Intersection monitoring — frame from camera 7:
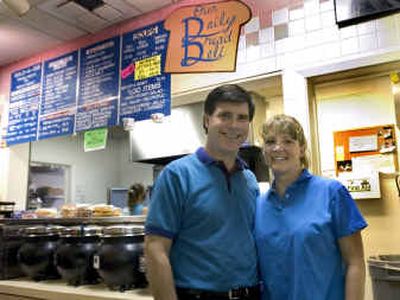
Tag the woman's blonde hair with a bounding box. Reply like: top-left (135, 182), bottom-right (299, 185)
top-left (261, 114), bottom-right (309, 169)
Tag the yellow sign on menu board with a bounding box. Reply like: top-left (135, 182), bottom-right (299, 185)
top-left (135, 55), bottom-right (161, 80)
top-left (164, 1), bottom-right (251, 73)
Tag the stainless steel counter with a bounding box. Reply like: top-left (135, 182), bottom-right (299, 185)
top-left (0, 278), bottom-right (153, 300)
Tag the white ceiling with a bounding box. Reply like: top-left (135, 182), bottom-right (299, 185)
top-left (0, 0), bottom-right (179, 66)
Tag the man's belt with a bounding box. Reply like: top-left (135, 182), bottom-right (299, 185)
top-left (176, 285), bottom-right (260, 300)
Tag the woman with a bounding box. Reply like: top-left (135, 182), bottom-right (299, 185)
top-left (255, 115), bottom-right (367, 300)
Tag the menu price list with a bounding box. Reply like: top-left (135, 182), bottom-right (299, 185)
top-left (6, 63), bottom-right (42, 145)
top-left (120, 22), bottom-right (171, 122)
top-left (5, 22), bottom-right (171, 145)
top-left (76, 37), bottom-right (120, 131)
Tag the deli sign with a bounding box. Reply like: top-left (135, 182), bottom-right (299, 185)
top-left (164, 1), bottom-right (251, 73)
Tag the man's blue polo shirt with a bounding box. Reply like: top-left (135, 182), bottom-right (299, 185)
top-left (146, 148), bottom-right (259, 291)
top-left (255, 170), bottom-right (367, 300)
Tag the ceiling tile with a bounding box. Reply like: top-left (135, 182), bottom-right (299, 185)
top-left (93, 4), bottom-right (122, 22)
top-left (103, 0), bottom-right (141, 19)
top-left (21, 8), bottom-right (87, 41)
top-left (126, 0), bottom-right (173, 12)
top-left (0, 20), bottom-right (60, 66)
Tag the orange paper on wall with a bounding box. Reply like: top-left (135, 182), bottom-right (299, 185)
top-left (164, 1), bottom-right (251, 73)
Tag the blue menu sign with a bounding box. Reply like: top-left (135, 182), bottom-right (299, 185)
top-left (39, 51), bottom-right (78, 139)
top-left (6, 63), bottom-right (42, 145)
top-left (76, 36), bottom-right (120, 131)
top-left (119, 22), bottom-right (171, 122)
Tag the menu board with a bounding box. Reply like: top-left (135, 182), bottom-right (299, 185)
top-left (6, 22), bottom-right (171, 145)
top-left (39, 51), bottom-right (78, 139)
top-left (6, 63), bottom-right (42, 145)
top-left (76, 36), bottom-right (120, 131)
top-left (119, 22), bottom-right (171, 123)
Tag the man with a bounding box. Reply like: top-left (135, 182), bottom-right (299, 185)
top-left (145, 85), bottom-right (259, 300)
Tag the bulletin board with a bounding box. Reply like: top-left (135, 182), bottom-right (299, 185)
top-left (334, 125), bottom-right (398, 176)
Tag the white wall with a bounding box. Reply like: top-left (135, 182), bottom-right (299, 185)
top-left (315, 76), bottom-right (395, 175)
top-left (31, 132), bottom-right (152, 204)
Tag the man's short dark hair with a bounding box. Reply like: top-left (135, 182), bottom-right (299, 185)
top-left (204, 84), bottom-right (254, 122)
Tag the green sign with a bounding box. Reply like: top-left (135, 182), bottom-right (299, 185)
top-left (84, 128), bottom-right (108, 152)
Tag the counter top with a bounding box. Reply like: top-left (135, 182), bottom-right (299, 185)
top-left (0, 278), bottom-right (153, 300)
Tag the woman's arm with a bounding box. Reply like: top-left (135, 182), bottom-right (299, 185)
top-left (339, 231), bottom-right (365, 300)
top-left (145, 235), bottom-right (176, 300)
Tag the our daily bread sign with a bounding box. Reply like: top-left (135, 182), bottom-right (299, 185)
top-left (164, 1), bottom-right (251, 73)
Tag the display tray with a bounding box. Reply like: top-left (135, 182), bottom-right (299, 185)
top-left (0, 216), bottom-right (146, 225)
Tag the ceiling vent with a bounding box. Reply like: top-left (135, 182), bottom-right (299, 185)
top-left (73, 0), bottom-right (104, 11)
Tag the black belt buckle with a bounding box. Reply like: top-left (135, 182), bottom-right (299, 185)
top-left (228, 288), bottom-right (245, 300)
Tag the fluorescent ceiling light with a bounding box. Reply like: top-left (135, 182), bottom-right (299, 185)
top-left (3, 0), bottom-right (31, 17)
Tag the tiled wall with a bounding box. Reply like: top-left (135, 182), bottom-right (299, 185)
top-left (238, 0), bottom-right (400, 72)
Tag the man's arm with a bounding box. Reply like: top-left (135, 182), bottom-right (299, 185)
top-left (339, 231), bottom-right (365, 300)
top-left (145, 235), bottom-right (177, 300)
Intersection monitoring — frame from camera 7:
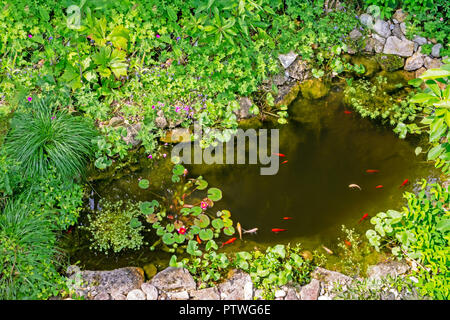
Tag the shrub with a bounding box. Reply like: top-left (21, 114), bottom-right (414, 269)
top-left (6, 99), bottom-right (96, 178)
top-left (85, 200), bottom-right (144, 253)
top-left (0, 198), bottom-right (64, 299)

_ _ _ _ _ _ _

→ **题目**
把上面所有条目逐行转成 Markdown 表格，两列分别叫“序号”和“内容”，空行和图片都不要放进去。

→ **书面回答**
| 序号 | 内容 |
|---|---|
| 1 | Intersection monitoring — frame from camera 7: |
| 2 | Tag the woman's blonde hair with a bounding box. Reply like: top-left (135, 182), bottom-right (299, 185) |
| 3 | top-left (261, 114), bottom-right (309, 169) |
| 4 | Tag the yellow sign on menu board with a bounding box. Reply like: top-left (135, 182), bottom-right (299, 185) |
| 5 | top-left (135, 55), bottom-right (161, 80) |
| 6 | top-left (164, 1), bottom-right (251, 73) |
| 7 | Tag the stainless steel counter with a bounding box. Reply like: top-left (135, 182), bottom-right (299, 185) |
| 8 | top-left (0, 278), bottom-right (153, 300) |
| 9 | Tag the white ceiling with a bounding box. Reply like: top-left (135, 182), bottom-right (299, 185) |
| 10 | top-left (0, 0), bottom-right (179, 66) |
| 11 | Tag the man's belt with a bounding box. Reply like: top-left (135, 182), bottom-right (299, 185) |
| 12 | top-left (176, 285), bottom-right (260, 300) |
| 13 | Tag the woman with a bounding box. Reply like: top-left (135, 182), bottom-right (299, 185) |
| 14 | top-left (255, 115), bottom-right (367, 300) |
| 15 | Tag the menu price list with a bounding box. Reply like: top-left (135, 182), bottom-right (299, 185) |
| 16 | top-left (6, 63), bottom-right (42, 145) |
| 17 | top-left (120, 22), bottom-right (171, 122) |
| 18 | top-left (5, 22), bottom-right (171, 145) |
| 19 | top-left (76, 37), bottom-right (120, 131) |
| 20 | Tag the deli sign with a bounding box. Reply like: top-left (135, 182), bottom-right (299, 185) |
| 21 | top-left (164, 1), bottom-right (251, 73) |
| 22 | Tag the man's blue polo shirt with a bounding box. Reply like: top-left (135, 182), bottom-right (299, 185) |
| 23 | top-left (146, 148), bottom-right (259, 291) |
| 24 | top-left (255, 170), bottom-right (367, 300) |
| 25 | Tag the ceiling tile with a bounding box. Reply like: top-left (135, 182), bottom-right (299, 185) |
| 26 | top-left (93, 4), bottom-right (122, 22) |
| 27 | top-left (103, 0), bottom-right (141, 19) |
| 28 | top-left (21, 8), bottom-right (87, 41) |
| 29 | top-left (126, 0), bottom-right (173, 12) |
| 30 | top-left (0, 20), bottom-right (60, 66) |
| 31 | Tag the orange paper on wall with a bounding box. Reply like: top-left (135, 182), bottom-right (299, 185) |
| 32 | top-left (164, 1), bottom-right (251, 73) |
| 33 | Tag the blue menu sign with a bounding box. Reply like: top-left (135, 182), bottom-right (299, 185) |
| 34 | top-left (39, 51), bottom-right (78, 139) |
| 35 | top-left (6, 63), bottom-right (42, 145) |
| 36 | top-left (76, 36), bottom-right (120, 131) |
| 37 | top-left (119, 22), bottom-right (171, 122) |
| 38 | Tag the menu board with a bounding box. Reply like: top-left (135, 182), bottom-right (299, 185) |
| 39 | top-left (6, 22), bottom-right (171, 145) |
| 40 | top-left (39, 51), bottom-right (78, 139) |
| 41 | top-left (6, 63), bottom-right (42, 145) |
| 42 | top-left (76, 36), bottom-right (120, 131) |
| 43 | top-left (119, 22), bottom-right (171, 123) |
| 44 | Tag the man with a bounding box. Reply like: top-left (135, 182), bottom-right (299, 185) |
| 45 | top-left (145, 85), bottom-right (259, 300) |
| 46 | Tag the bulletin board with a bounding box. Reply like: top-left (135, 182), bottom-right (299, 185) |
| 47 | top-left (334, 125), bottom-right (398, 176) |
| 48 | Tag the white wall with a bounding box. Reply like: top-left (135, 182), bottom-right (299, 185) |
| 49 | top-left (315, 76), bottom-right (395, 175) |
| 50 | top-left (31, 132), bottom-right (152, 204) |
| 51 | Tag the man's short dark hair with a bounding box. Reply like: top-left (135, 182), bottom-right (299, 185) |
| 52 | top-left (204, 84), bottom-right (254, 122) |
| 53 | Tag the green sign with a bounding box. Reply like: top-left (135, 182), bottom-right (299, 185) |
| 54 | top-left (84, 128), bottom-right (108, 152) |
| 55 | Tag the counter top with a bounding box. Reply like: top-left (135, 182), bottom-right (299, 185) |
| 56 | top-left (0, 278), bottom-right (153, 300) |
| 57 | Tag the woman's arm with a bounding box. Reply like: top-left (135, 182), bottom-right (299, 185) |
| 58 | top-left (339, 231), bottom-right (365, 300) |
| 59 | top-left (145, 235), bottom-right (176, 300) |
| 60 | Tag the our daily bread sign with a bounding box. Reply like: top-left (135, 182), bottom-right (299, 185) |
| 61 | top-left (164, 1), bottom-right (251, 73) |
| 62 | Tag the display tray with a bounding box. Reply like: top-left (135, 182), bottom-right (299, 185) |
| 63 | top-left (0, 216), bottom-right (146, 225) |
| 64 | Tag the ceiling vent with a bounding box. Reply like: top-left (135, 182), bottom-right (299, 185) |
| 65 | top-left (73, 0), bottom-right (104, 11) |
| 66 | Tag the black belt buckle with a bounding box. Reply like: top-left (135, 182), bottom-right (299, 185) |
| 67 | top-left (228, 288), bottom-right (245, 300) |
| 68 | Tag the fluorescent ceiling light with a bounding box. Reply like: top-left (135, 182), bottom-right (299, 185) |
| 69 | top-left (3, 0), bottom-right (31, 17) |
| 70 | Tag the tiled wall with a bounding box. Reply like: top-left (135, 182), bottom-right (299, 185) |
| 71 | top-left (238, 0), bottom-right (400, 72) |
| 72 | Tag the man's arm with a bounding box. Reply like: top-left (135, 182), bottom-right (299, 185) |
| 73 | top-left (339, 231), bottom-right (365, 300) |
| 74 | top-left (145, 235), bottom-right (177, 300) |
| 75 | Intersection monitoring — frame from camera 7: |
| 76 | Tag the shrub with a bounding box. Reply like: top-left (21, 114), bottom-right (414, 269) |
| 77 | top-left (6, 99), bottom-right (96, 178) |
| 78 | top-left (85, 200), bottom-right (144, 253) |
| 79 | top-left (0, 198), bottom-right (64, 299) |